§ **Supplied text**:
To Dr. Sharon Hobbs, success is a combination of passion, skill and finding the right fit. Throughout her life, she has maintained passions for human behavior and helping others. She has put that to use in both her career and during her close involvement with The University of Olivet, which she has worked with since 2005.
Sharon accepted the invitation to serve on the board of trustees because the The University of Olivet mission of individual and social responsibility aligns with her personal mission. “We make choices in our life that impact us as individuals and as citizens of the world. Individual responsibility means that you take ownership of your choices, what you do and who you are. Each individual needs to evaluate what role they play in their community and greater society. You are socially responsible if you make decisions for yourself that embraces the good of society. We cannot be self-absorbed so that we do not see our role as social beings and take the actions that make the lives of all better.”
What Can I Do?
A clinical psychologist, Sharon has dedicated her decades-long career to improving lives. She has a particular interest in children, young people and family relationships. That interest helped her connect with Olivet.
“I had visited Olivet a couple of times,” Sharon recalled. “But a friend who was on the board and knew my work and commitment to young people asked me to consider being a trustee of the college.”
Ever since becoming a trustee in 2005, Sharon has been involved with Olivet. In addition to her role on the board, she is a member of the Women’s Leadership Institute Advisory Council, which has helped to develop several programs and events, including the Cultivating Women Leaders Event, that provide resources, training and encouragement for young women seeking leadership roles.

§ **Available data**:
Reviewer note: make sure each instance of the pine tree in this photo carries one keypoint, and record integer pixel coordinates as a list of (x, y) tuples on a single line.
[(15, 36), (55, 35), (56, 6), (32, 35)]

§ **What needs to be done**: Copy out the profile of Sharon Hobbs at the top of the page word for word, from beginning to end.

§ **Result for this task**:
To Dr. Sharon Hobbs, success is a combination of passion, skill and finding the right fit. Throughout her life, she has maintained passions for human behavior and helping others. She has put that to use in both her career and during her close involvement with The University of Olivet, which she has worked with since 2005.
Sharon accepted the invitation to serve on the board of trustees because the The University of Olivet mission of individual and social responsibility aligns with her personal mission. “We make choices in our life that impact us as individuals and as citizens of the world. Individual responsibility means that you take ownership of your choices, what you do and who you are. Each individual needs to evaluate what role they play in their community and greater society. You are socially responsible if you make decisions for yourself that embraces the good of society. We cannot be self-absorbed so that we do not see our role as social beings and take the actions that make the lives of all better.”
What Can I Do?
A clinical psychologist, Sharon has dedicated her decades-long career to improving lives. She has a particular interest in children, young people and family relationships. That interest helped her connect with Olivet.
“I had visited Olivet a couple of times,” Sharon recalled. “But a friend who was on the board and knew my work and commitment to young people asked me to consider being a trustee of the college.”
Ever since becoming a trustee in 2005, Sharon has been involved with Olivet. In addition to her role on the board, she is a member of the Women’s Leadership Institute Advisory Council, which has helped to develop several programs and events, including the Cultivating Women Leaders Event, that provide resources, training and encouragement for young women seeking leadership roles.